* [Exercise directions]
Reproduce the passage on damping and pole locations verbatim, starting with "When the damping" and going on through "dominates over \$X_L\$.".
=== Supplied text ===
And if you solve the quadratic in the denominator (to reveal the poles) you get: -

\$s = \dfrac{-2\zeta\omega_n \pm 2\omega_n\sqrt{\zeta^2-1}}{2}\$ \$ = \omega_n(-\zeta \pm \sqrt{\zeta^2-1})\$

Then, if you analyse the square root, you can see that for low damping (low zeta) you get the square root of a negative number hence that part of the equation involves "j" and you get conjugate complex poles at some fraction of +/-\$\omega_n\$.

When the damping (zeta) reaches unity, there are no more complex poles and a single pole lies on the real axis at \$-\zeta\omega_n\$. This then splits into two poles (along the real axis) as zeta rises above 1.

A low value of zeta is under-damped hence you get a peaky response in the bode plot and you get conjugate poles. When zeta = 1 you get critical damping and when zeta is greater than 1 you get a rather sloppy 2nd order filter that starts to look like a 1st order filter as R dominates over \$X_L\$.
=== Stored data ===
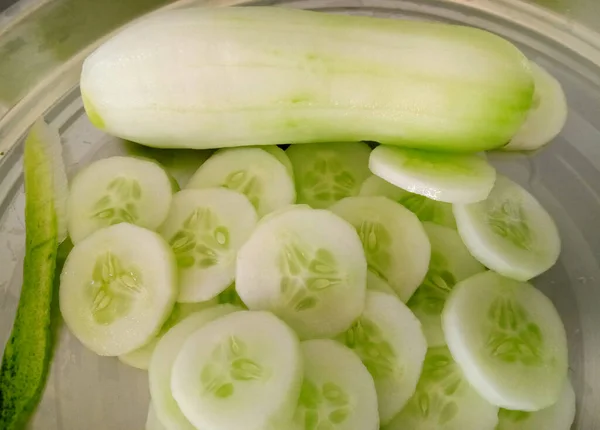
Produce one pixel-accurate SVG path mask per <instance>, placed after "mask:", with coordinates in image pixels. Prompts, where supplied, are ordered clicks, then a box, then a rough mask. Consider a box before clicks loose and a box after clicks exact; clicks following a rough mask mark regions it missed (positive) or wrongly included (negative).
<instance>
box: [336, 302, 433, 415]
mask: <svg viewBox="0 0 600 430" xmlns="http://www.w3.org/2000/svg"><path fill="white" fill-rule="evenodd" d="M339 339H340V340H341V341H343V342H344V343H345V344H346V346H348V347H349V348H351V349H352V350H354V352H356V353H357V354H358V355H359V357H360V358H361V359H362V361H363V363H364V365H365V366H366V367H367V369H368V370H369V372H370V373H371V376H372V377H373V379H374V380H375V388H376V390H377V398H378V400H379V417H380V419H381V423H382V424H386V423H388V422H389V421H390V420H391V419H392V418H393V417H394V416H395V415H396V414H397V413H398V412H400V410H401V409H402V408H403V407H404V405H405V404H406V402H407V401H408V399H410V397H411V396H412V395H413V393H414V392H415V389H416V386H417V381H418V380H419V375H420V374H421V368H422V366H423V360H424V359H425V353H426V352H427V341H426V340H425V336H424V335H423V331H422V330H421V324H420V323H419V320H418V319H417V318H415V316H414V315H413V313H412V312H411V311H410V310H409V309H408V308H407V307H406V305H405V304H404V303H402V302H401V301H400V300H398V299H397V298H396V297H395V296H391V295H389V294H385V293H379V292H374V291H369V292H368V293H367V304H366V306H365V310H364V312H363V314H362V315H361V317H360V318H359V319H358V320H357V321H356V322H355V323H354V324H353V325H352V327H351V328H350V330H348V331H347V332H346V333H345V334H344V335H343V336H341V337H340V338H339Z"/></svg>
===
* [Output]
When the damping (zeta) reaches unity, there are no more complex poles and a single pole lies on the real axis at \$-\zeta\omega_n\$. This then splits into two poles (along the real axis) as zeta rises above 1.

A low value of zeta is under-damped hence you get a peaky response in the bode plot and you get conjugate poles. When zeta = 1 you get critical damping and when zeta is greater than 1 you get a rather sloppy 2nd order filter that starts to look like a 1st order filter as R dominates over \$X_L\$.